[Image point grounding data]
== == ==
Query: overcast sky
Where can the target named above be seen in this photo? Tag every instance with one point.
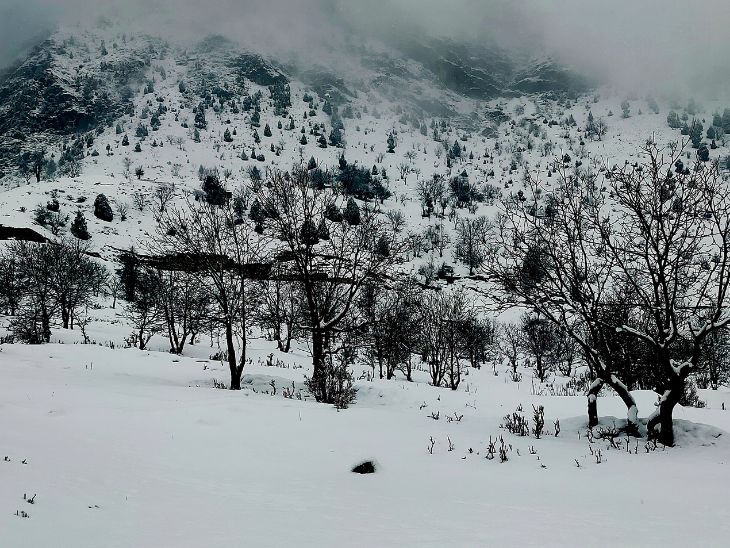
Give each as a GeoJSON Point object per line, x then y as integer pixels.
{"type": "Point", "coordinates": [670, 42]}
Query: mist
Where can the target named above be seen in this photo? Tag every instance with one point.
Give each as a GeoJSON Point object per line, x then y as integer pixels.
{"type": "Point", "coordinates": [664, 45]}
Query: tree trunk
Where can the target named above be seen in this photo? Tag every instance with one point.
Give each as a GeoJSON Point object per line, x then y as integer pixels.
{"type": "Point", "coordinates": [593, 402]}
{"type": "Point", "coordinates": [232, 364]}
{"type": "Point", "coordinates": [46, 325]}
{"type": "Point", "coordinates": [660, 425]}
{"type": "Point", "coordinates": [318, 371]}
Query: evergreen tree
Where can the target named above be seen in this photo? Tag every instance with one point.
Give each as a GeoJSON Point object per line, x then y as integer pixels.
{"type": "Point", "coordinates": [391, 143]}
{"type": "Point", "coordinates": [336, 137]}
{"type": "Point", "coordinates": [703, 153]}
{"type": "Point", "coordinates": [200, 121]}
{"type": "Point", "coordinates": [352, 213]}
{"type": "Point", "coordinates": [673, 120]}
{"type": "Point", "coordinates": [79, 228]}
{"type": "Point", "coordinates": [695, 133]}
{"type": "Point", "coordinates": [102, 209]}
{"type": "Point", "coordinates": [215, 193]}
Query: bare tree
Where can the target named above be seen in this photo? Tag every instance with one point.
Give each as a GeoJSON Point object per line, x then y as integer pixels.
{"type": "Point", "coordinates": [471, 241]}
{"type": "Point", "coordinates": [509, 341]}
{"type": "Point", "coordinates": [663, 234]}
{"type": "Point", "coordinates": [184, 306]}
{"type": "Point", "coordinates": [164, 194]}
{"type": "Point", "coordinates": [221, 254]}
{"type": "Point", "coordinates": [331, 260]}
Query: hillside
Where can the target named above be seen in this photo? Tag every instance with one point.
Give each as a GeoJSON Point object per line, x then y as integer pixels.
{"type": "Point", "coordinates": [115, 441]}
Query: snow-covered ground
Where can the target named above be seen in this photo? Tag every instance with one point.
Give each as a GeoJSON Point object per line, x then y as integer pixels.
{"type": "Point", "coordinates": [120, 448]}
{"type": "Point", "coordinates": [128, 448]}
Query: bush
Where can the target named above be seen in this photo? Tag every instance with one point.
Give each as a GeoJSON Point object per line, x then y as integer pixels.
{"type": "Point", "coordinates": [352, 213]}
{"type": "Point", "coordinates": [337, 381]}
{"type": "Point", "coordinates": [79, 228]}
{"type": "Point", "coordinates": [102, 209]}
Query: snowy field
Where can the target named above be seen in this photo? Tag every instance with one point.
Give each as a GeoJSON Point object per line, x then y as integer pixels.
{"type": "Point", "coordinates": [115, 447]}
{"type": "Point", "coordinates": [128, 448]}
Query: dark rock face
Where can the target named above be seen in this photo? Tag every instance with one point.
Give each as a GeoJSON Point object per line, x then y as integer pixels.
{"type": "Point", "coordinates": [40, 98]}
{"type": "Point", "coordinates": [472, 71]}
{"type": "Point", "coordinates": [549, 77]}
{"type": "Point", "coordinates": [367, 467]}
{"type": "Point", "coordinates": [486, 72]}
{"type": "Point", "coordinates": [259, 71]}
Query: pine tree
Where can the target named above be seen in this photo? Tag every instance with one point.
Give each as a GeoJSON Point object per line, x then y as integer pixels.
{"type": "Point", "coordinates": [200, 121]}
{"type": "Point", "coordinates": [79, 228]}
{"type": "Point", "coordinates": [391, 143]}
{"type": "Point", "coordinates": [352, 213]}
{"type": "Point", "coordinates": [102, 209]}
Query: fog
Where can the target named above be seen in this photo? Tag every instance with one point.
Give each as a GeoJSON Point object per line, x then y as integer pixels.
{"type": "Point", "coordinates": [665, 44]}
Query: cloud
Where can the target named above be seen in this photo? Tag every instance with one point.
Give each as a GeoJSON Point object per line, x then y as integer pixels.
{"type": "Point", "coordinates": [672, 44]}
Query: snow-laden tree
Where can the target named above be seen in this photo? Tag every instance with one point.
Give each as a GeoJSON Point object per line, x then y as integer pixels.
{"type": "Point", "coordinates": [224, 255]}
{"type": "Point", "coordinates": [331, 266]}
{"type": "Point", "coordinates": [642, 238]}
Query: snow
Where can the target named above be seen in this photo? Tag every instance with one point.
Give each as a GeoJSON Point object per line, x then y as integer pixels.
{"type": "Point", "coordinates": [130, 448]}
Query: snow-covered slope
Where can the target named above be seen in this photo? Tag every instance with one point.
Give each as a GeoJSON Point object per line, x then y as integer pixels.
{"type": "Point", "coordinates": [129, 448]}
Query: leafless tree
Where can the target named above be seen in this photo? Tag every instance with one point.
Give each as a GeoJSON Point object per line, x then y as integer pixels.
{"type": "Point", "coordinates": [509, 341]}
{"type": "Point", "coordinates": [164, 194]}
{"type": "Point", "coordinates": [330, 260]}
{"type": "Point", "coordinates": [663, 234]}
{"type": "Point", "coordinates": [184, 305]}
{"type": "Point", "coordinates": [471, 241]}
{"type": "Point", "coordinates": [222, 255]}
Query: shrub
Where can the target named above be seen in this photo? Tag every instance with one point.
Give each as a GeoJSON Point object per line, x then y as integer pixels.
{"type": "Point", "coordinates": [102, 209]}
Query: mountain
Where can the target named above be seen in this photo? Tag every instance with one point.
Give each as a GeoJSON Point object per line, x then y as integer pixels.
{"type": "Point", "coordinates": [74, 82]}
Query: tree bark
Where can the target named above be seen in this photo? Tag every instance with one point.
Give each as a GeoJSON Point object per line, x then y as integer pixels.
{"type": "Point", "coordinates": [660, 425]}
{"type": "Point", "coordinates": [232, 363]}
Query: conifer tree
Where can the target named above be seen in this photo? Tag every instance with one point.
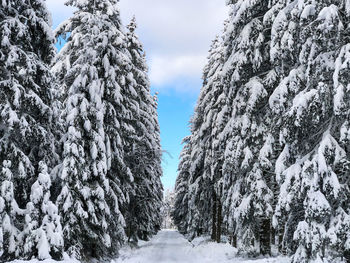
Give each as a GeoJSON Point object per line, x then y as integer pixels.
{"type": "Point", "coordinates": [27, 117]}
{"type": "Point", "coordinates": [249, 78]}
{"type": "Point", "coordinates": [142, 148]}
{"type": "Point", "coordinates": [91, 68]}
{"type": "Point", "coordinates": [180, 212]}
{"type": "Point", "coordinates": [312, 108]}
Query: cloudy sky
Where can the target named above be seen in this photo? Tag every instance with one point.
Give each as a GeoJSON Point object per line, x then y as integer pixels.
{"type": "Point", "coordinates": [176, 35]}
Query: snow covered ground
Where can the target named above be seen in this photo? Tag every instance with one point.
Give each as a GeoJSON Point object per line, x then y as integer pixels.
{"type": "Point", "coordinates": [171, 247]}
== == ==
> [Instructions for the task] What you return should be exactly the lines above, starting at the one with "Query: cloudy sky" and ending at the one with "Query: snow covered ground", and nothing else.

> [Response for this exercise]
Query: cloudy sky
Where can the target named above be seen in this photo? Tag every instance with one point.
Give each as a GeoJSON Point object per line, x then y as integer pixels.
{"type": "Point", "coordinates": [176, 35]}
Query: snow covered ground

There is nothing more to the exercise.